In diesem Zusammenhang steht auch der Vorschlag, die Heimaufsichtsbehörde personell zu stärken und zu einem wirkungsvollen Beratungs- und Kontrollorgan weiter zu entwickeln. Hervorgehoben wurde auch die Notwendigkeit für Beratung und Schulung der Einrichtungen. Insbesondere für Pflege-WGs wurde eine Pflichtberatung befürwortet.

Einig waren sich die Beteiligten darin, dass sich die unterschiedlichen Wohnformen noch genauer am Umfang der Pflege- und Schutzbedürfnisse der Menschen orientierten müssen und Neuregelungen des WTG daran anzulehnen sind.

Es wurde mehrfach darauf hingewiesen, dass die Beteiligung der Fachleute am Novellierungsvorhaben ganz ausdrücklich gewollt ist und Entscheidungen nicht an den Fachleuten vorbei getroffen werden sollen. Insoweit war dieses Fachgespräch als Anfang zu verstehen und eine Fortsetzung des Diskussionsprozesses ist beabsichtigt.

 

Ich bedanke mich nochmals sehr herzlich für die Zeit und die Geduld aller Teilnehmer.

● **DIE AUFGABE**
Für welche Wohnform wurde laut Textauszug besonders eine Pflichtberatung befürwortet?

● **BEREITGESTELLTES MATERIAL**

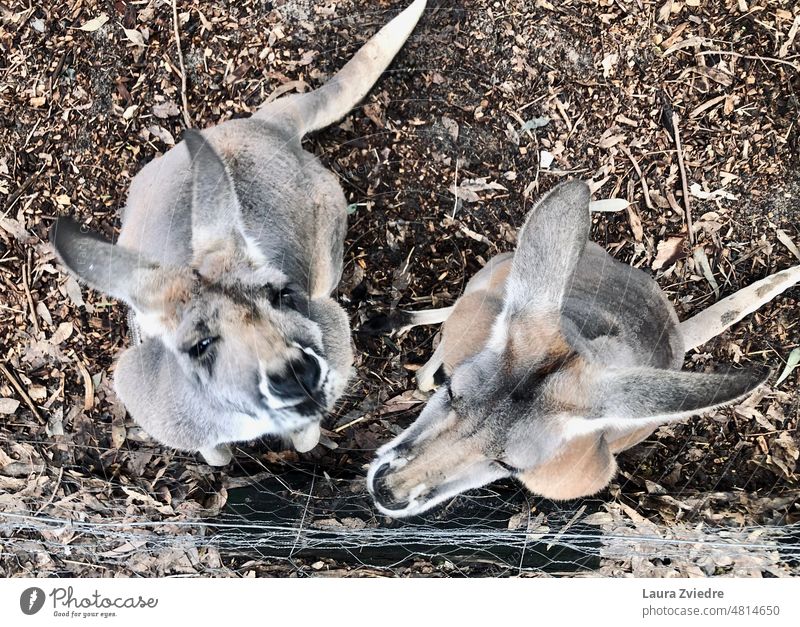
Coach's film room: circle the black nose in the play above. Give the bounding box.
[372,464,408,509]
[269,352,321,399]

● **ERLEDIGTE AUFGABE**
Für Pflege-WGs.